## Begin

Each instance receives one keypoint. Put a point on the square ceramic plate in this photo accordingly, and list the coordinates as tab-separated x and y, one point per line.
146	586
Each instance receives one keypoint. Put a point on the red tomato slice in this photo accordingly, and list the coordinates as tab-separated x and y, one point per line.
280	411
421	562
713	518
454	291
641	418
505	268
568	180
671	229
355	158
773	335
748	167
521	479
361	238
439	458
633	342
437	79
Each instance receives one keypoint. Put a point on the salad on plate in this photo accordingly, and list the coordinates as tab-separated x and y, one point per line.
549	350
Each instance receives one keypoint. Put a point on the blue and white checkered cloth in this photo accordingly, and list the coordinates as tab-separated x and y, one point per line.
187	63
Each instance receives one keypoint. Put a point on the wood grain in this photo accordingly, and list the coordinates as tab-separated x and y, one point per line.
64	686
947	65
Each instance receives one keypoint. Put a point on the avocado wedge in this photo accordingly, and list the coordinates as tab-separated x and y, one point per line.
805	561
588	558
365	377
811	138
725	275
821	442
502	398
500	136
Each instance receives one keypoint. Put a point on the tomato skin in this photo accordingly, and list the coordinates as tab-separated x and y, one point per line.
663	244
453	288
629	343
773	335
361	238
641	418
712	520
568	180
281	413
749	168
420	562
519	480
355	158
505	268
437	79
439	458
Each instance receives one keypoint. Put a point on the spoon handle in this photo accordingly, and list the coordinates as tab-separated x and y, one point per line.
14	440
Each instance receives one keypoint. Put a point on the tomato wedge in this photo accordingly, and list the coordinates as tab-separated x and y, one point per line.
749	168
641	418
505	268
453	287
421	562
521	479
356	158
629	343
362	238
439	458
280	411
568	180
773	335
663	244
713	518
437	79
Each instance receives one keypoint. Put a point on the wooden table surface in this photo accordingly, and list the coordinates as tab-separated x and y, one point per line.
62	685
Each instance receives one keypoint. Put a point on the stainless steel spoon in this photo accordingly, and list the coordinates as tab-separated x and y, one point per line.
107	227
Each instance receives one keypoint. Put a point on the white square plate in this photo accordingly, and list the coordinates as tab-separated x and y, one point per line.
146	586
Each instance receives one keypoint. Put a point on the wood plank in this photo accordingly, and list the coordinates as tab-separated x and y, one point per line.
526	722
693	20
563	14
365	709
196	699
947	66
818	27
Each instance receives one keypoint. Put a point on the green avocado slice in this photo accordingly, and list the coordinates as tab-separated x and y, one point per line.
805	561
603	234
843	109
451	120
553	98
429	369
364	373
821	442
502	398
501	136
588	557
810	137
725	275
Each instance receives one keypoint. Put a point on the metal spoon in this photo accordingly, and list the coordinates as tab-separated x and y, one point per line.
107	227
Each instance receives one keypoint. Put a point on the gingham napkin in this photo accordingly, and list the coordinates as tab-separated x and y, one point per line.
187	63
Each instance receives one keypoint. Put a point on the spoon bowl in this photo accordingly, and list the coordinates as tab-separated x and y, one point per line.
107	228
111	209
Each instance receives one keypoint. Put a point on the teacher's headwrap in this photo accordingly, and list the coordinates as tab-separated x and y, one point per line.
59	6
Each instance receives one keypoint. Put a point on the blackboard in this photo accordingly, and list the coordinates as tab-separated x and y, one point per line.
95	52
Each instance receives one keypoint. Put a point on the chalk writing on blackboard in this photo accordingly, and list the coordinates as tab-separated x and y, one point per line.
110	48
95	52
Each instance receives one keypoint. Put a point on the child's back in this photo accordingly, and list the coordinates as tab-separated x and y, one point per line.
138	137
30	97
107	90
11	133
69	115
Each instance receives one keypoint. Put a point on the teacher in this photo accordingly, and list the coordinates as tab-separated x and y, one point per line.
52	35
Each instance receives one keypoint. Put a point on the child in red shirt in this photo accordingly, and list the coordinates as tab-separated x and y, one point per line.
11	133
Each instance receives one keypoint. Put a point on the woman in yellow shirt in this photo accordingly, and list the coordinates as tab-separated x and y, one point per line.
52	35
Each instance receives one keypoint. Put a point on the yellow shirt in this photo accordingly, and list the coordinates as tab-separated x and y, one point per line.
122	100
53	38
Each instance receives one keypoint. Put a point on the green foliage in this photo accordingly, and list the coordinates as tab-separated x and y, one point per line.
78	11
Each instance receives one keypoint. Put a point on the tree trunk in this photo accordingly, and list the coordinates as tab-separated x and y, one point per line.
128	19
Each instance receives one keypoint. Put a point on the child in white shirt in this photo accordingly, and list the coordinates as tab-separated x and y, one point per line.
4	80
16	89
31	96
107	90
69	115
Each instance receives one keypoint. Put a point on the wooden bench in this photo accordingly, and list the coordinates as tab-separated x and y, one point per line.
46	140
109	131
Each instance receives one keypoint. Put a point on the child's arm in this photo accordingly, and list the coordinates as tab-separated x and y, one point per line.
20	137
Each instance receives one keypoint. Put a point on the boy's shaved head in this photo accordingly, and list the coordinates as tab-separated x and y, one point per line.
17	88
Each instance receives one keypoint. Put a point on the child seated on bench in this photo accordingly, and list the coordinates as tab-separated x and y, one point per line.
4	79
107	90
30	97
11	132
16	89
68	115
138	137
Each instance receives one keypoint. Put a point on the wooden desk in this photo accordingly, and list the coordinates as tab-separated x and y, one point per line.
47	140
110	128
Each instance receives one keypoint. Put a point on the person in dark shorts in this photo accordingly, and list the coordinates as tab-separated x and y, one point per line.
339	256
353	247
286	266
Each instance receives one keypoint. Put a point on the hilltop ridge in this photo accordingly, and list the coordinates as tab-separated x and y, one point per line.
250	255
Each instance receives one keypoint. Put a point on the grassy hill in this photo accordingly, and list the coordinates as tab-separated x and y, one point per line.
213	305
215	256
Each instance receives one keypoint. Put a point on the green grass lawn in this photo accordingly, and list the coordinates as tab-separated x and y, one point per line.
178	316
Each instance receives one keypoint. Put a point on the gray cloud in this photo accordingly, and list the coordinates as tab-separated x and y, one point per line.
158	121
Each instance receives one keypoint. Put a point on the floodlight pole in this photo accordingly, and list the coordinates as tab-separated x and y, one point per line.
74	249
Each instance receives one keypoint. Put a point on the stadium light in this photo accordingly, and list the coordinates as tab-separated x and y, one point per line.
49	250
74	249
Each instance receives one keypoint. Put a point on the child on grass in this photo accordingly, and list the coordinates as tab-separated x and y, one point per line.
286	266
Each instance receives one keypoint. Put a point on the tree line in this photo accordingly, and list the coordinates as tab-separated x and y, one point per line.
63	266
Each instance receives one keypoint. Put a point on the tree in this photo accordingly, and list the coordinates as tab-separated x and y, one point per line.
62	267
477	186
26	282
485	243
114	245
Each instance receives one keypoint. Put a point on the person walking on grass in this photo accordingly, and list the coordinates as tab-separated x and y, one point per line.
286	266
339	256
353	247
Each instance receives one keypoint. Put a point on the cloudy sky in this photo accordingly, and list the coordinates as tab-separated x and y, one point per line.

## End

■ **EXERCISE DIRECTIONS**
Reproduce the material in full, with no word added or dropped.

■ **TASK ANSWER**
Each instance receives one keypoint. Put a point on the square ceramic plate in this photo accordingly, and list the coordinates as tab-separated x and y, one point per line.
146	586
Each instance receives one keypoint. Put a point on the red tomato slice in this photo accordingly, and list the coordinates as tab-separated x and y, one point per line.
280	411
421	562
713	518
454	291
641	418
505	268
568	180
671	229
355	158
773	335
748	167
521	479
361	238
439	458
633	342
437	79
Each instance receives one keypoint. Put a point on the salad on plate in this photo accordingly, and list the coordinates as tab-separated x and y, one point per line.
549	350
Each instance receives one keypoint. Put a point on the blue and white checkered cloth in this photo accordingly, and list the coordinates as tab-separated x and y, one point per line.
187	63
Each instance receives one keypoint. Put a point on the wood grain in this photo accordingly, and list the coordinates as tab-separated x and y, one point per line.
64	686
947	65
Each instance receives one keypoint. Put a point on the avocado wedge in this photo accordingly, and list the coordinates as tab-separated x and y, one point per line.
805	561
588	558
365	377
811	138
725	275
821	442
502	398
500	136
Each instance receives one keypoint. Put a point on the tomato skin in this photo accordingly, and list the coordinates as tab-separated x and y, one point per line.
663	244
453	288
629	343
773	335
361	238
641	418
712	520
568	180
281	413
749	168
420	562
519	480
355	158
505	268
437	79
439	458
Each instance receives one keypoint. Put a point on the spoon handle in this photo accordingly, and list the coordinates as tab-separated x and y, one point per line.
14	440
Each instance receives one keypoint. Put a point on the tomato wedge in this photo accordingly, and list the coordinates as tab-separated x and y, one point per line.
749	168
641	418
505	268
453	287
421	562
521	479
356	158
629	343
362	238
439	458
280	411
568	180
773	335
663	244
713	518
437	79
Each instance receives one keypoint. Put a point on the wooden table surface in this photo accordingly, and list the coordinates as tab-separated x and y, one point per line.
62	685
Each instance receives one keypoint. Put a point on the stainless steel spoon in this photo accordingly, and list the coordinates as tab-separated x and y, one point per line.
107	227
Each instance receives one keypoint. Put a point on the white square plate in this photo accordingly, and list the coordinates as tab-separated x and y, one point per line.
146	586
Each instance receives one keypoint. Put a point on the wood plank in this photo accordingly, and list the coordinates as tab-separated x and y, one point per line.
526	722
693	20
563	14
365	709
196	699
947	66
818	27
Each instance receives one keypoint. Put a point on the green avocado slice in this photo accordingly, and list the coordinates as tab-separated x and y, one point per line.
805	561
603	234
843	109
451	120
553	98
429	369
364	373
821	442
502	398
501	136
588	557
810	137
725	275
Each instance receives one keypoint. Put a point on the metal spoon in this photo accordingly, and list the coordinates as tab-separated x and y, one point per line.
107	227
Each instance receives one keypoint. Put a point on the gingham napkin in this photo accordingly, and list the coordinates as tab-separated x and y, one point per line.
187	63
Each instance receives one keypoint. Put a point on the spoon bowl in this photo accordingly, and list the coordinates as tab-separated x and y, one point per line.
107	228
111	209
Each instance receives one keypoint. Put a point on the teacher's headwrap in this photo accordingly, and list the coordinates as tab-separated x and y, one point per line.
59	6
Each instance receives one keypoint. Put a point on the blackboard in this photo accordingly, and list the coordinates as tab-separated x and y, one point per line.
95	52
Each instance receives one keypoint. Put a point on the chalk writing on blackboard in this photo accordingly, and list the coordinates as tab-separated x and y, one point per line.
110	48
95	52
Each instance receives one keypoint. Put a point on the child's back in this photo accordingly, and list the coordinates as tab-separated x and y, one point per line.
138	137
30	97
107	90
11	133
69	115
Each instance receives one keypoint. Put a point on the teacher in this photo accordingly, and list the coordinates as tab-separated x and y, one point per line.
52	35
Each instance receives one keypoint. Put a point on the child in red shirt in this photo accordingly, and list the coordinates as tab-separated x and y, one point per line.
11	133
Each instance receives one keypoint. Put a point on the woman in yellow shirt in this photo accordingly, and list the coordinates as tab-separated x and y, one point per line.
52	35
Each instance receives one keypoint. Put a point on the yellow shirt in this photo accordingly, and list the coordinates as tab-separated x and y, one point per line.
122	100
53	38
Each instance receives one keypoint. Put a point on the green foliage in this photo accordingly, and list the coordinates as tab-separated x and y, one point per line.
78	11
Each instance receives one keypoint. Put a point on the tree trunk in this photo accordingly, and list the coordinates as tab-separated x and y, one point per line.
128	19
Each instance receives one keypoint. Put a point on the child in white shirt in this photo accordingly, and list the coordinates as tab-separated x and y, one point per line.
4	80
16	89
31	96
107	90
69	115
Each instance receives one keypoint. Put a point on the wooden bench in this photo accordingly, and list the coordinates as tab-separated x and y, one point per line.
46	140
109	131
Each instance receives one keypoint. Put a point on the child's arm in this photo accordingly, and list the coordinates as tab-separated x and y, one point per line.
20	137
Each instance receives one keypoint. Put a point on the boy's shaved head in this photo accordingly, and list the coordinates as tab-separated x and y, one point per line.
17	88
Each instance receives one keypoint. Put a point on the child seated on bench in this photo accordingly, and list the coordinates as tab-separated x and y, one point per line.
4	79
107	90
30	97
11	132
16	89
68	115
138	137
Each instance receives one keypoint. Put a point on the wooden desk in this photo accordingly, and list the coordinates as tab-separated x and y, one point per line.
47	140
110	128
Each instance receives one keypoint. Put a point on the person in dark shorts in this photo accordingly, and list the coordinates as tab-separated x and y, one point per line.
339	256
353	247
286	266
Each instance receives one keypoint. Put a point on the hilltop ridge in this photo accordingly, and list the coordinates as tab-separated x and y, one point per line.
250	255
Each instance receives one keypoint. Put a point on the grassy hill in this photo accordingly, and list the coordinates as tab-separated x and y, one point per line.
213	305
215	256
Each instance receives one keypoint. Put a point on the green grass lawn in this photo accordingly, and list the coordinates as tab-separated x and y, one point per line.
178	316
Each instance receives one keypoint. Put a point on the gray cloud in this photo accordingly, and list the coordinates as tab-separated x and y, one point per line.
158	121
Each instance receives one keypoint. Put a point on the floodlight pole in this photo accordingly, and list the coordinates as tab-separated x and y, one point per line.
74	249
Each instance receives one keypoint. Put a point on the stadium light in this photo accordingly, and list the coordinates as tab-separated x and y, one point per line.
49	250
74	249
Each instance receives one keypoint. Put a point on the child on grass in this photo accordingly, and list the coordinates as tab-separated x and y, one point per line.
286	266
Each instance receives one keypoint. Put a point on the tree line in this photo accordingly, and list the coordinates as tab-separated x and y, one point per line.
63	266
Each instance receives one keypoint. Put a point on the tree in this photo accordingly, and list the coordinates as tab-separated x and y, one point per line.
62	267
477	186
26	282
485	243
114	245
Each instance receives one keypoint. Put a point on the person walking on grass in this photo accordingly, and list the coordinates as tab-separated x and y, one point per line.
286	266
339	256
353	247
Each instance receives one keypoint. Put a point on the cloudy sky in this photo accordingly, and list the coordinates as tab-separated x and y, one point per line.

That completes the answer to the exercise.